> **Record list**:

BEGIN

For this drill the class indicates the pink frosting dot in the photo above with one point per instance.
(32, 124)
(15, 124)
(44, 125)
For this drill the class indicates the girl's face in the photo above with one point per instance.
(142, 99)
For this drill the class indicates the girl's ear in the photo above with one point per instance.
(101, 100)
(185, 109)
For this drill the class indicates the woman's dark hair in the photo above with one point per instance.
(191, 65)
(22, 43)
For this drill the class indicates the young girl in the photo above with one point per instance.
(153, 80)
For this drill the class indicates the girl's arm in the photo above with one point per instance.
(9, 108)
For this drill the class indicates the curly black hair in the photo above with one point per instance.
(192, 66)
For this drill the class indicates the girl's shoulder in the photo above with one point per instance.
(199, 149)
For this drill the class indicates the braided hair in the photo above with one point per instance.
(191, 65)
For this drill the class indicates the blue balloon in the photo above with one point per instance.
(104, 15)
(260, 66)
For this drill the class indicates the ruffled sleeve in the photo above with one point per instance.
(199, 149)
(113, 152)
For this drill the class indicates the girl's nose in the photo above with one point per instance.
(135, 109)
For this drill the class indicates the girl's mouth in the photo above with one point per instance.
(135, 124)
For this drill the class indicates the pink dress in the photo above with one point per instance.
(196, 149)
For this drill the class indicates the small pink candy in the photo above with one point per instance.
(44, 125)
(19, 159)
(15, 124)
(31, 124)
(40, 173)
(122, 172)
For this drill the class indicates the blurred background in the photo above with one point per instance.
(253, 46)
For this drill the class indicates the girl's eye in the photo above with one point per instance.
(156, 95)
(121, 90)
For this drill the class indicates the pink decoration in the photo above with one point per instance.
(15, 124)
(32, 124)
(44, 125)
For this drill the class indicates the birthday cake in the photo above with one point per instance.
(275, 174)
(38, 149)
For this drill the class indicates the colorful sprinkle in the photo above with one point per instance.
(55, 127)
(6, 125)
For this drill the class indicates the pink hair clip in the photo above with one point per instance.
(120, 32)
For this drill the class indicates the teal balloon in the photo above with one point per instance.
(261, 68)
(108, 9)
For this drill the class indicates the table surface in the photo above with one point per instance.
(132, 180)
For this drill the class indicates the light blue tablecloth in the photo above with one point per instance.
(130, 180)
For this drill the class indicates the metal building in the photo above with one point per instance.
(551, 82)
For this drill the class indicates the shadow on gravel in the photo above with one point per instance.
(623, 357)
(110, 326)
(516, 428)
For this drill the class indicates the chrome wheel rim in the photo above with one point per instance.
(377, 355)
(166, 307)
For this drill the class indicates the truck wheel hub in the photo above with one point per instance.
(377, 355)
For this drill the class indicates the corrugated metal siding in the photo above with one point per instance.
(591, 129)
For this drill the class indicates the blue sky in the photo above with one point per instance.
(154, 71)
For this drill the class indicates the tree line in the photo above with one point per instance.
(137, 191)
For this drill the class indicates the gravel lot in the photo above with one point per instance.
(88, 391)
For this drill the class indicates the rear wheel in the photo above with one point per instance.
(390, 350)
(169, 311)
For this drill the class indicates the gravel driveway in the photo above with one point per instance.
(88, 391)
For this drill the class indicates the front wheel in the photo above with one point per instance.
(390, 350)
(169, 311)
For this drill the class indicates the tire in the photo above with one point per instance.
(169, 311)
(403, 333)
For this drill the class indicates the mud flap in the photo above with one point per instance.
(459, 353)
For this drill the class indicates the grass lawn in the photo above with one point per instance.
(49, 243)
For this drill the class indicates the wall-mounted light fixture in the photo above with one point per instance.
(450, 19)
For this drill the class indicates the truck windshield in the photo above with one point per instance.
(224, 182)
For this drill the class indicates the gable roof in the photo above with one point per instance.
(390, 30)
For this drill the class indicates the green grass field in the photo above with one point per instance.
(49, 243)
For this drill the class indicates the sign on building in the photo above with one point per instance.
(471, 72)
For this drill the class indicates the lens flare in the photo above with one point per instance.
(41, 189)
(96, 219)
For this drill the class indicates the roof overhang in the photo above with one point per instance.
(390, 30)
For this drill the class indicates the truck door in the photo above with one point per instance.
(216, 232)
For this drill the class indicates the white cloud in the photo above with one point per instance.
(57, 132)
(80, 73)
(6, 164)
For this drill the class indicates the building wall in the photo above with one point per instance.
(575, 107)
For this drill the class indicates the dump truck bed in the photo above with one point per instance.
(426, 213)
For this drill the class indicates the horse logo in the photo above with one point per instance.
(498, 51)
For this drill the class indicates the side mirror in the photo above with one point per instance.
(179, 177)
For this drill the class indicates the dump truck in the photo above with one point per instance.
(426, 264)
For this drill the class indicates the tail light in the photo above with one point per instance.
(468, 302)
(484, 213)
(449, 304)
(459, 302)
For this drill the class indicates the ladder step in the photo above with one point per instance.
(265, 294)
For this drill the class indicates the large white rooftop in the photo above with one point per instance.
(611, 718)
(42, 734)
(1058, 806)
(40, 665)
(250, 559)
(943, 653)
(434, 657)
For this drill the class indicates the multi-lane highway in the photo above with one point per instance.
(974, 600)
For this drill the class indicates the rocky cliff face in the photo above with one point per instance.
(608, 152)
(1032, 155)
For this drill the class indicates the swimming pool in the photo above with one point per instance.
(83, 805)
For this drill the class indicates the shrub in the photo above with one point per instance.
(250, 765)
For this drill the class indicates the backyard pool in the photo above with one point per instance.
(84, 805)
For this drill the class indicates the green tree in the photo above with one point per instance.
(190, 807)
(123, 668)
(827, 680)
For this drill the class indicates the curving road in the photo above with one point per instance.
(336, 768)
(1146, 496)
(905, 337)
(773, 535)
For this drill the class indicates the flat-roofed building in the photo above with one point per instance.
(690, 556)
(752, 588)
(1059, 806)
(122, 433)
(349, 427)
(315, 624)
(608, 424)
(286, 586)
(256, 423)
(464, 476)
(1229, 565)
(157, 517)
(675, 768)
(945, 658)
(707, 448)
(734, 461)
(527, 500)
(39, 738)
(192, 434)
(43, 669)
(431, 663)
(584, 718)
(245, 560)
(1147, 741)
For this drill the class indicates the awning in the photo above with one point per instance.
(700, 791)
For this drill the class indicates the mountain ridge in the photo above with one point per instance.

END

> **Description of the task**: Rewrite all of the material above as a numbered list, leaving out any blank lines.

> **Task answer**:
1. For this drill the class indicates the pink frosting dot in the photo above with one point per instance.
2. (32, 124)
3. (15, 124)
4. (44, 125)
5. For this drill the class indicates the girl's face in the photo above with one point per instance.
6. (142, 99)
7. For this drill the class indicates the girl's ear in the photo above with one point per instance.
8. (101, 100)
9. (185, 109)
10. For this drill the class indicates the woman's dark hair in the photo above with one point per instance.
11. (191, 65)
12. (22, 43)
13. For this drill the class indicates the young girl in the photo above with one point per instance.
14. (153, 80)
15. For this drill the class indicates the girl's arm in the photo above with one point per instance.
16. (9, 108)
17. For this drill the class indicates the curly black hair in the photo above with one point per instance.
18. (192, 66)
19. For this drill the class indicates the girl's shoulder in the photo above with one point per instance.
20. (199, 149)
21. For this drill the class indicates the braided hair in the photo above with one point per instance.
22. (191, 65)
23. For this drill the class indicates the blue balloon in the photo above with one point per instance.
24. (104, 15)
25. (260, 66)
26. For this drill the class indicates the ruffled sleeve in the photo above with one point per instance.
27. (199, 149)
28. (113, 152)
29. For this drill the class indicates the girl's nose in the photo above with one point per instance.
30. (135, 109)
31. For this drill the class indicates the girl's mouth in the photo above with one point per instance.
32. (135, 124)
33. For this drill the class indicates the pink dress in the photo above with one point per instance.
34. (196, 149)
35. For this drill the class indicates the small pink candy in the photo above with one point per instance.
36. (44, 125)
37. (19, 159)
38. (15, 124)
39. (31, 124)
40. (40, 173)
41. (122, 172)
42. For this drill the class indicates the blurred background in the photo above with one point per instance.
43. (253, 46)
44. For this drill the class indicates the girl's eye in the photo above with one point per instance.
45. (156, 95)
46. (121, 90)
47. For this drill the class indicates the pink decoration in the photo above with one point per instance.
48. (15, 124)
49. (32, 124)
50. (44, 125)
51. For this drill the class indicates the birthday cake in the photo above with one point per instance.
52. (275, 174)
53. (38, 149)
54. For this drill the class indicates the colorful sprinkle in the photo above with one point per instance.
55. (55, 127)
56. (6, 125)
57. For this drill the class indicates the pink hair clip in the photo above with one point per instance.
58. (120, 32)
59. For this drill the class indicates the teal balloon in the photo above with one point per instance.
60. (261, 68)
61. (108, 9)
62. For this drill the class indicates the table surface in the photo above with one point per instance.
63. (132, 180)
64. For this drill the class indicates the light blue tablecloth in the photo above with one point per instance.
65. (130, 180)
66. For this drill the class indicates the metal building in the photo above with one point per instance.
67. (551, 82)
68. For this drill the class indicates the shadow on gravel in the photo above with one point per instance.
69. (623, 357)
70. (110, 326)
71. (516, 428)
72. For this drill the class indicates the chrome wheel rim in the photo above with one point per instance.
73. (377, 355)
74. (166, 307)
75. For this drill the class indicates the truck wheel hub in the photo above with one point per instance.
76. (377, 355)
77. For this drill the class indicates the corrugated metal siding in the photo above with one point per instance.
78. (591, 129)
79. For this drill the class indicates the blue sky in the photo above with one point per instance.
80. (154, 71)
81. For this drill the class indicates the tree line in the photo above with one point per instance.
82. (137, 191)
83. For this drill the class indicates the gravel lot in the photo above with one point per instance.
84. (88, 391)
85. For this drill the class indicates the rear wheel in the photo above with one point per instance.
86. (390, 350)
87. (169, 311)
88. For this drill the class indicates the gravel driveway in the photo above with one point per instance.
89. (88, 391)
90. For this drill the class indicates the front wheel in the photo above with one point per instance.
91. (390, 350)
92. (169, 311)
93. For this drill the class indicates the tire in the photo above with one point per instance.
94. (169, 311)
95. (403, 333)
96. For this drill the class indicates the mud flap in the photo above with one point per instance.
97. (459, 353)
98. For this drill the class indicates the grass lawn in the photo above with one point per instance.
99. (49, 243)
100. For this drill the class indicates the wall-mounted light fixture in the photo above with one point per instance.
101. (450, 19)
102. For this drill the class indicates the truck windshield in the photo above with one point per instance.
103. (224, 182)
104. For this drill the class indicates the gable roof in the photo above with one point per instance.
105. (390, 30)
106. For this drill the class indicates the green grass field in the photo above with one point per instance.
107. (49, 243)
108. For this drill the class indicates the sign on building in the photo above with one point per instance.
109. (471, 72)
110. For this drill the class indicates the lens flare in the photo above with one point per instance.
111. (41, 189)
112. (96, 219)
113. For this drill the class indicates the roof overhang in the photo above with one point per instance.
114. (390, 30)
115. For this drill the class indicates the truck door in the photo above with one point per instance.
116. (216, 232)
117. For this drill the class indicates the white cloud in the photo above with one point per instance.
118. (57, 132)
119. (80, 73)
120. (6, 164)
121. For this drill the class indicates the building wall in the photo above with one point per instance.
122. (575, 107)
123. For this drill the class indicates the dump truck bed in the photo above with one point per instance.
124. (426, 213)
125. For this drill the class indicates the horse logo in the photo above with one point per instance.
126. (498, 51)
127. For this drill the class indicates the side mirror in the photo above with one point per instance.
128. (179, 177)
129. For this drill the class indicates the dump truck in the photo above with one point per instance.
130. (426, 264)
131. For this drill the class indicates the tail light in the photo above with one point per instance.
132. (468, 302)
133. (484, 213)
134. (449, 304)
135. (459, 302)
136. For this drill the class indicates the ladder step in the photo above with one point per instance.
137. (265, 294)
138. For this drill the class indicates the large white rooftop in the photo above with one point per instance.
139. (611, 718)
140. (42, 734)
141. (1058, 806)
142. (40, 665)
143. (250, 559)
144. (943, 653)
145. (434, 657)
146. For this drill the class indicates the multi-lane highway in the photo above with one point per instance.
147. (974, 600)
148. For this drill the class indicates the rocky cliff face in the photo above with one point per instance.
149. (608, 152)
150. (1032, 155)
151. For this drill the class indicates the swimming pool in the photo above with one point per instance.
152. (83, 805)
153. For this drill the class indicates the shrub in the photo above with one point per instance.
154. (250, 765)
155. For this drill the class indicates the backyard pool in the photo above with one point per instance.
156. (84, 805)
157. For this drill the class indicates the green tree in the photo above with one point per instance.
158. (190, 807)
159. (123, 668)
160. (827, 680)
161. For this drill the class indicates the curving road in the photo above with one point per instance.
162. (336, 768)
163. (1146, 496)
164. (905, 337)
165. (773, 535)
166. For this drill the class indicates the flat-roofed building in the photo above with one point per instance.
167. (690, 556)
168. (752, 588)
169. (1059, 806)
170. (122, 433)
171. (349, 427)
172. (315, 624)
173. (608, 424)
174. (286, 586)
175. (256, 423)
176. (464, 476)
177. (1229, 565)
178. (157, 517)
179. (675, 768)
180. (945, 658)
181. (707, 448)
182. (734, 461)
183. (527, 500)
184. (39, 738)
185. (192, 434)
186. (43, 669)
187. (431, 663)
188. (584, 718)
189. (245, 560)
190. (1147, 741)
191. For this drill the class indicates the awning in the photo above with one point per instance.
192. (700, 791)
193. For this drill the class indicates the mountain ridge in the photo above with one point per instance.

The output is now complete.